Records for the exercise
======
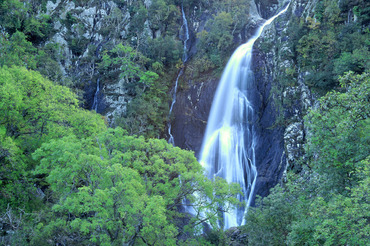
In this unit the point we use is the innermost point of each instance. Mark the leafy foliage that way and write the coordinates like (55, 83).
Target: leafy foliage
(118, 188)
(327, 204)
(33, 111)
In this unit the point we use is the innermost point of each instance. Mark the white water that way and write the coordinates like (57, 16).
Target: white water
(95, 103)
(171, 140)
(228, 148)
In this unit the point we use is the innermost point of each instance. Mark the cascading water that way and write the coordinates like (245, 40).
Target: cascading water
(171, 140)
(96, 102)
(228, 148)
======
How to complete this task
Print the material word for word; images are to be left out.

Solution
In this unit the point we use is the innermost point of each instance. Mark the leafy foliage that way and write the coordinates like (55, 83).
Target: leafy foliage
(118, 188)
(327, 204)
(33, 111)
In this unit the point we use is the innermost point of each instance. Mark the white water that way and write the coordinates like (57, 16).
Target: white water
(95, 103)
(171, 140)
(228, 148)
In this unit the point we use is the innermost point of each instance. Mark the cascading water that way and write the coordinates like (245, 40).
Target: cascading water
(171, 140)
(96, 102)
(228, 148)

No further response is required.